- Stored data entries:
begin
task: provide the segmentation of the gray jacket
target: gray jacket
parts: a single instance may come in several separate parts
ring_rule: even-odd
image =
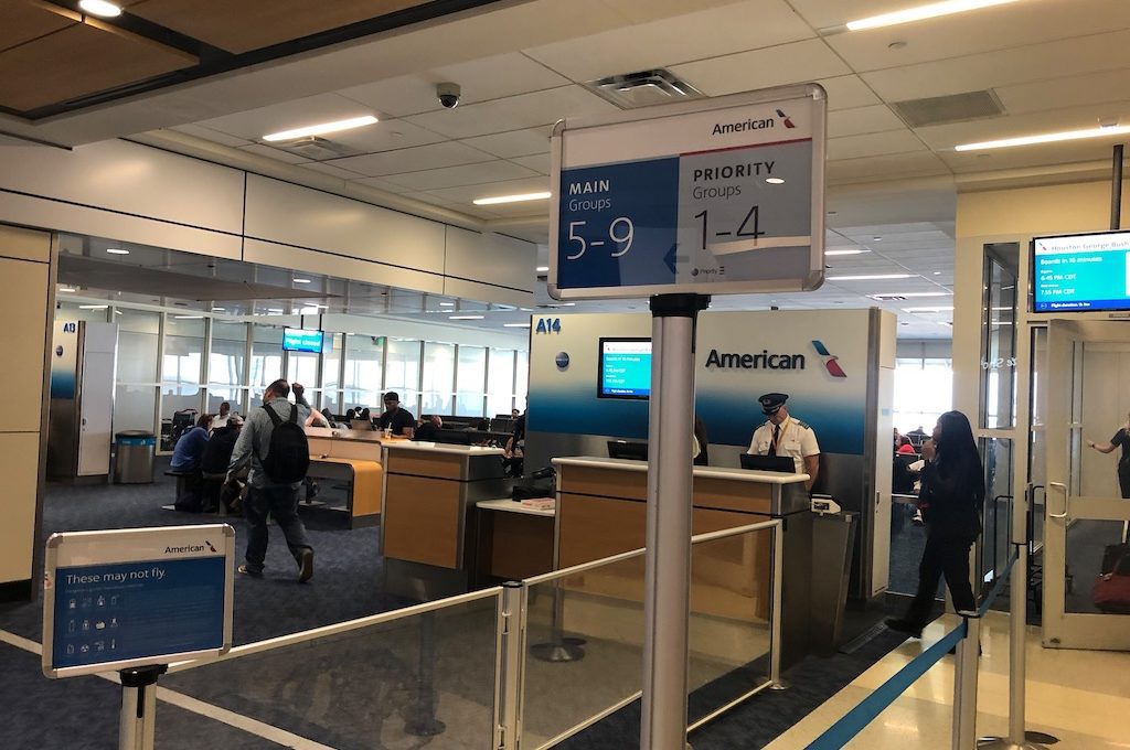
[[[278,415],[279,419],[286,421],[290,418],[290,409],[298,410],[298,426],[306,421],[306,417],[310,416],[310,409],[299,404],[294,404],[286,399],[271,399],[267,402],[271,410]],[[271,447],[271,433],[275,430],[275,422],[271,421],[270,415],[268,415],[263,409],[255,409],[251,412],[247,418],[247,424],[243,426],[240,430],[240,439],[235,442],[235,450],[232,451],[232,462],[227,465],[227,473],[231,477],[233,473],[243,469],[243,466],[251,463],[251,472],[247,476],[247,481],[252,487],[263,489],[264,487],[280,487],[270,480],[267,472],[263,471],[263,465],[259,462],[259,456],[266,457]],[[254,443],[252,443],[254,441]],[[255,455],[255,451],[252,451],[252,445],[255,446],[259,456]],[[292,489],[298,489],[301,482],[295,482],[290,485]]]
end
- GIVEN REQUEST:
Could you output every one of the lines above verbatim, omitting the pictures?

- SOLUTION FOR THIS PROBLEM:
task: provide the segmentation of the gray jacket
target: gray jacket
parts: a single instance may come in several separate parts
ring_rule: even-odd
image =
[[[278,415],[279,419],[286,421],[290,418],[290,409],[298,410],[298,426],[306,421],[306,417],[310,416],[310,409],[299,404],[294,404],[286,399],[271,399],[267,402],[271,410]],[[271,447],[271,433],[275,430],[275,422],[271,421],[270,415],[268,415],[263,409],[255,409],[251,412],[247,418],[247,424],[243,426],[240,430],[240,439],[235,442],[235,450],[232,451],[232,462],[227,465],[227,473],[231,477],[233,473],[243,469],[243,466],[251,463],[251,472],[247,476],[247,481],[252,487],[263,489],[264,487],[280,487],[270,480],[267,472],[263,471],[263,465],[259,462],[259,456],[266,457]],[[254,443],[252,443],[254,441]],[[255,455],[255,451],[252,451],[252,445],[255,446],[259,456]],[[292,489],[298,489],[301,482],[295,482],[290,485]]]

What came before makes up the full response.